Written instruction: Retype only what runs from the line that contains "Could you please mark the white painted" through the last line of the listing below, both lines included.

Raw records:
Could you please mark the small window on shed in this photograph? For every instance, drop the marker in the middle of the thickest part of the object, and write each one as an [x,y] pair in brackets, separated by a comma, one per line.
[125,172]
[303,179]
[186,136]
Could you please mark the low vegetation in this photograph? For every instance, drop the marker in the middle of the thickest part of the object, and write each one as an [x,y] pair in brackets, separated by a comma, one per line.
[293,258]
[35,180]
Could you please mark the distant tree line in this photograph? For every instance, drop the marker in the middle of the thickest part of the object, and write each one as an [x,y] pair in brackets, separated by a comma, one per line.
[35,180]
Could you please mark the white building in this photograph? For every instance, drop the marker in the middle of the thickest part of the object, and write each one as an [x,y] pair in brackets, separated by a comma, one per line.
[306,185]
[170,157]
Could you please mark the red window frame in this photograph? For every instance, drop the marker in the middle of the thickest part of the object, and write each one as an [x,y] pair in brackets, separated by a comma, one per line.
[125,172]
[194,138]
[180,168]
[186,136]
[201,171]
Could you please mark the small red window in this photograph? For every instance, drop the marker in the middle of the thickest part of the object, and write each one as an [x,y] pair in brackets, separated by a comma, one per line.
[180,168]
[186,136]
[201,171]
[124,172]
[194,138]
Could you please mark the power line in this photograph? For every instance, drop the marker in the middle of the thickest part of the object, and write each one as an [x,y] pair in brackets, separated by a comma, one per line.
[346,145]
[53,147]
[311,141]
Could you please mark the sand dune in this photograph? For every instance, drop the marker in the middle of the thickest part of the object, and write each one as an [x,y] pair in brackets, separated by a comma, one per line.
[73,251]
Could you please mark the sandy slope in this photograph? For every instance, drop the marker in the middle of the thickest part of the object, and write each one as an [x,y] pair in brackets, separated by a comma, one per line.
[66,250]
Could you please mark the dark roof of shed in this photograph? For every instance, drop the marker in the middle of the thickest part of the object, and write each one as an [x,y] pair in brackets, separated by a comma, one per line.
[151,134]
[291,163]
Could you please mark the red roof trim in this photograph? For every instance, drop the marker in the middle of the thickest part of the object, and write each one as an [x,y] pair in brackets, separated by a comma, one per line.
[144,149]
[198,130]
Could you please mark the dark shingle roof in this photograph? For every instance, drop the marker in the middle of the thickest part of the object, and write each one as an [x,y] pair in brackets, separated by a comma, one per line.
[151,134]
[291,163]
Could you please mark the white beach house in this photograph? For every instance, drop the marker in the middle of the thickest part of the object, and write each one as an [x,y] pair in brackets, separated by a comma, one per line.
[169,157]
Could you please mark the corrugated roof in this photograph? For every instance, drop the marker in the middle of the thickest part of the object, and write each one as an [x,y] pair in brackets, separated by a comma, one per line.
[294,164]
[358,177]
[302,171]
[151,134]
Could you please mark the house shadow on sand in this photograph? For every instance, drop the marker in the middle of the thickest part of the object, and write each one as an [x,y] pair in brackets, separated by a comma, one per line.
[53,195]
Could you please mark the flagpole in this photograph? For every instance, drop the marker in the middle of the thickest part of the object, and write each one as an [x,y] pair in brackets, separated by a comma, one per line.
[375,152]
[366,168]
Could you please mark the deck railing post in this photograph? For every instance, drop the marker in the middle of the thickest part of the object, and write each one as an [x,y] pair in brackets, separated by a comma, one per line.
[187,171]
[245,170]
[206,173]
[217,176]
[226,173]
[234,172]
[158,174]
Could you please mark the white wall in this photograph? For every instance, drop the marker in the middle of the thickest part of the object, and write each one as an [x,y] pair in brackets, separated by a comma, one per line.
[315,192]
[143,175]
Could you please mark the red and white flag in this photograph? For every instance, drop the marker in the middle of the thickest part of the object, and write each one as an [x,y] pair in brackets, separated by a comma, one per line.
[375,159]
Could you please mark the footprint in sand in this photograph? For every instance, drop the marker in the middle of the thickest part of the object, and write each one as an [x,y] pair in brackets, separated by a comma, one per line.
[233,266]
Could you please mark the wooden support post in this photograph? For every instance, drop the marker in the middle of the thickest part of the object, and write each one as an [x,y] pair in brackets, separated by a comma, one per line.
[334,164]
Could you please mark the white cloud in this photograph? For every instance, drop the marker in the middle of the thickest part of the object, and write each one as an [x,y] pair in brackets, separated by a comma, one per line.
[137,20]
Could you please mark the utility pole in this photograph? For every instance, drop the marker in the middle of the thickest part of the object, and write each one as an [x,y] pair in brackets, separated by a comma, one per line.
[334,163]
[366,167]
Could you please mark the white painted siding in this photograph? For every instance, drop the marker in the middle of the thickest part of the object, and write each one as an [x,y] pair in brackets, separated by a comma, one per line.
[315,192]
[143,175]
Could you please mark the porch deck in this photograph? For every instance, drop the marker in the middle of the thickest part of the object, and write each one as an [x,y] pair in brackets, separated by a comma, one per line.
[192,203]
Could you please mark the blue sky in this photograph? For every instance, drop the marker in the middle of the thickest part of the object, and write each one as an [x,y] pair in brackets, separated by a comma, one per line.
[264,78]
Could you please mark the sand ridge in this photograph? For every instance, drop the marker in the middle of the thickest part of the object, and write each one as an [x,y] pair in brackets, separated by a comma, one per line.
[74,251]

Correct output:
Could you please mark the white painted siding in this photograph? For every instance, drop the marker in the middle of the thickest part of the object, and write each one as an [x,y] pair in brackets, separated by a comma, one per line.
[315,192]
[143,175]
Could you please mark the porch deck in this photograph? For every instance, drop the marker in the middle of the thickest part of the object, and write each one as an [x,y] pair in brackets, separated by a comma, one per line.
[192,203]
Could you please mark the blue sky in this photograph? For every instance, drop the marker in the middle of the thickest part of the object, and write each one as an [x,y] pair in brackets, separated by a comma, one per line.
[264,78]
Could you please mark the sand ridge in this photograph? For every instance, drop the marker in the middle of the thickest part of the object, and write each one as an [x,y] pair in brackets, separated by a comma, one per line.
[74,251]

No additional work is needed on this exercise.